**EXTRACT PROVIDED**
(begin)

I have written about referential transparency before. In this article I would like to discuss “leaky abstractions” and why wrapr::let() supplies a useful (but leaky) abstraction for R programmers.



A common definition of an abstraction is (from the OSX dictionary):

the process of considering something independently of its associations, attributes, or concrete accompaniments.

In computer science this is commonly taken to mean “what something can be thought to do independent of caveats and implementation details.”

The magrittr abstraction

In R one traditionally thinks of the magrittr "%>%" pipe abstractly in the following way:

 Once "library(magrittr)" is loaded we can treat the expression:

   7 %>% sqrt()

 as if the programmer had written:


That is the abstraction of magrittr into terms one can reason about and plan over. You think of x %>% f() as a synonym for f(x). This is an abstraction because magrittr is not in fact implemented as a macro source-code re-write, but in in terms of function argument capture and delayed evaluation. And as Joel Spolsky famously wrote:

All non-trivial abstractions, to some degree, are leaky.

(end)

**INFORMATION SUPPLIED**
(begin)

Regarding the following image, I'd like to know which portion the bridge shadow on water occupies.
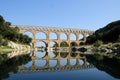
[0,51,120,80]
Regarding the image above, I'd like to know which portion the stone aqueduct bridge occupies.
[17,26,94,47]
[18,52,94,74]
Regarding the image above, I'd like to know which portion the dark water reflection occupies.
[0,51,120,80]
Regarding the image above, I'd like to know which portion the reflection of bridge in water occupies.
[14,26,94,47]
[18,52,94,73]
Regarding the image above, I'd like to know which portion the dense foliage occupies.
[0,16,32,46]
[86,20,120,43]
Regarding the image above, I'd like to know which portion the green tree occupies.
[93,40,103,47]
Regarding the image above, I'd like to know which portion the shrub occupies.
[93,40,103,47]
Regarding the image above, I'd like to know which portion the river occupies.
[0,51,120,80]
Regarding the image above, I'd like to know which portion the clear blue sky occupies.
[0,0,120,30]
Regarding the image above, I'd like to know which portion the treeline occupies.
[0,16,32,46]
[86,20,120,44]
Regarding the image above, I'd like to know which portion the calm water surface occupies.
[0,51,120,80]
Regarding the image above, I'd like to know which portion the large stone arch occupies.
[50,41,59,47]
[22,31,34,39]
[36,40,47,47]
[49,32,58,40]
[60,41,69,47]
[79,33,84,41]
[70,41,79,47]
[35,31,47,39]
[70,33,77,41]
[60,32,67,40]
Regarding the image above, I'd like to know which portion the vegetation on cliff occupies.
[0,16,32,46]
[86,20,120,44]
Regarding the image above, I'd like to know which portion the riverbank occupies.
[0,46,14,53]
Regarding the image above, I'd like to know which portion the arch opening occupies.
[60,41,69,47]
[70,42,78,47]
[60,52,69,58]
[49,60,57,67]
[60,59,67,66]
[79,34,84,41]
[70,59,76,66]
[36,32,46,40]
[23,31,33,46]
[49,32,57,40]
[50,41,58,47]
[70,33,76,40]
[60,32,67,40]
[36,41,47,49]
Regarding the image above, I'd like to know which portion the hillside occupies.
[0,16,32,46]
[86,20,120,44]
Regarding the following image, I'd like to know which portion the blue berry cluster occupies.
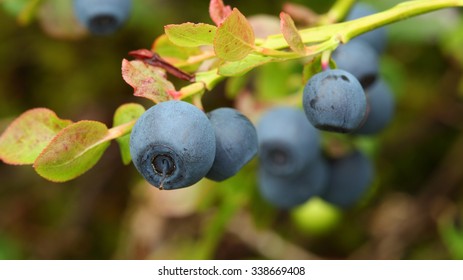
[130,3,394,209]
[130,101,257,190]
[74,0,132,35]
[257,4,394,209]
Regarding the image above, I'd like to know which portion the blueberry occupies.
[320,151,374,208]
[259,157,328,209]
[346,3,387,53]
[130,101,216,190]
[257,107,320,176]
[303,69,367,132]
[74,0,132,35]
[206,108,257,181]
[355,80,395,135]
[332,41,379,89]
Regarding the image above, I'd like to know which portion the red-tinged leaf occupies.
[214,8,255,61]
[113,103,145,165]
[280,12,306,55]
[164,22,217,48]
[151,34,201,65]
[33,121,110,182]
[0,108,72,165]
[122,59,175,103]
[209,0,232,26]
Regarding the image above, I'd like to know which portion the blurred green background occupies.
[0,0,463,259]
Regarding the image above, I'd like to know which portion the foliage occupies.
[0,0,462,258]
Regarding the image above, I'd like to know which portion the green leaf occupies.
[0,108,72,164]
[218,54,279,77]
[113,103,145,165]
[209,0,232,25]
[33,121,110,182]
[151,34,201,61]
[280,12,306,55]
[214,8,255,61]
[164,22,217,48]
[0,0,40,24]
[122,59,175,103]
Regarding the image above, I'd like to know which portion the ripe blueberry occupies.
[320,151,374,208]
[74,0,132,35]
[257,107,320,176]
[355,80,395,135]
[130,101,216,190]
[206,108,257,181]
[303,69,367,132]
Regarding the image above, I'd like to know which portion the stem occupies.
[318,0,355,25]
[261,0,463,49]
[339,0,463,43]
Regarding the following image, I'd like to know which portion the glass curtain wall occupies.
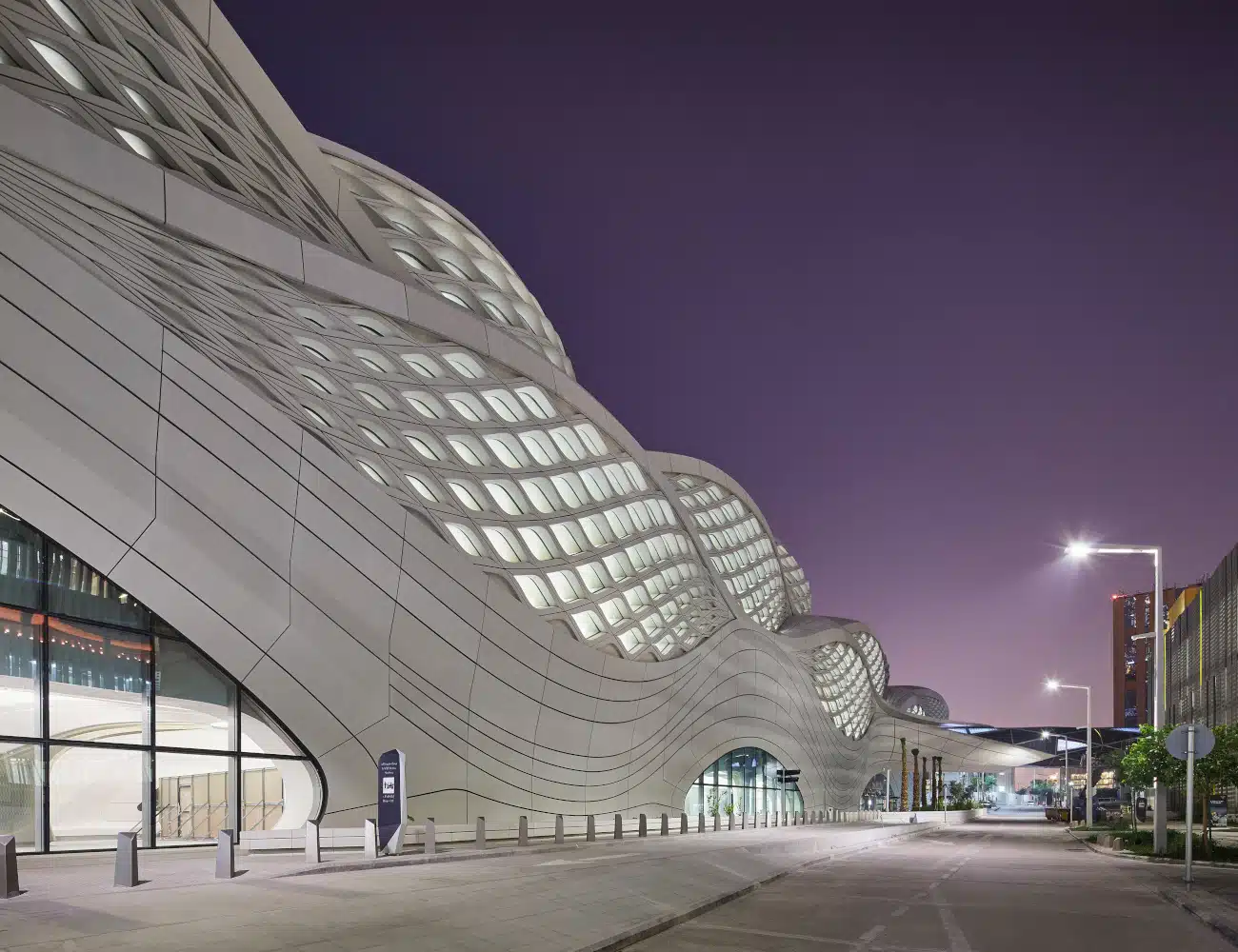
[0,508,322,852]
[684,746,804,816]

(end)

**TASK SET**
1. In the article on leaky abstractions in R, what is magrittr actually implemented in terms of, rather than a macro source-code re-write?
2. Return everything in the leaky abstractions article from "In R one traditionally" down to "7 %>% sqrt()".
3. Resume the article on leaky abstractions in R, starting after its final sentence.
These entries have no connection to the article on leaky abstractions in R.

**EXERCISE RESPONSES**
1. Function argument capture and delayed evaluation.

2.
In R one traditionally thinks of the magrittr "%>%" pipe abstractly in the following way:

 Once "library(magrittr)" is loaded we can treat the expression:

   7 %>% sqrt()

3.
The magrittr pipe is non-trivial (in the sense of doing interesting work) because it works as if it were a syntax replacement even though you can use it more places than you could ask for such a syntax replacement. The upside is: magrittr makes two statements behave nearly equivalently. The downside is: we expect this to fail in some corner cases. This is not a criticism; it is as Bjarne Stroustrup wrote:

There are only two kinds of languages: the ones people complain about and the ones nobody uses.

The tidyeval/rlang abstraction

The package dplyr brings in a new package called rlang to supply a capability called tidyeval. Among the abstractions it supplies are: operators for quoting and un-quoting variable names. This allows code like the following, where a dplyr::select() takes a variable name from a user supplied variable (instead of the usual explicit take from the text of the dplyr::select() statement).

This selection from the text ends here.